(Point localization data)
---------------

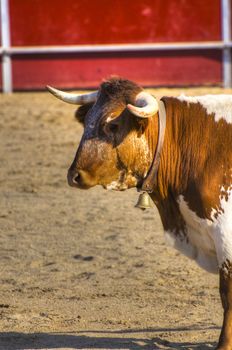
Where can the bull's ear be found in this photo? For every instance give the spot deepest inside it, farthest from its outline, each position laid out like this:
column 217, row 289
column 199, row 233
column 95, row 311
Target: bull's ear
column 82, row 111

---------------

● **Work item**
Return exactly the lines from the one containing "column 217, row 289" to the last line of the data, and nothing more.

● **Completed exercise**
column 217, row 289
column 199, row 233
column 95, row 311
Target: bull's ear
column 82, row 111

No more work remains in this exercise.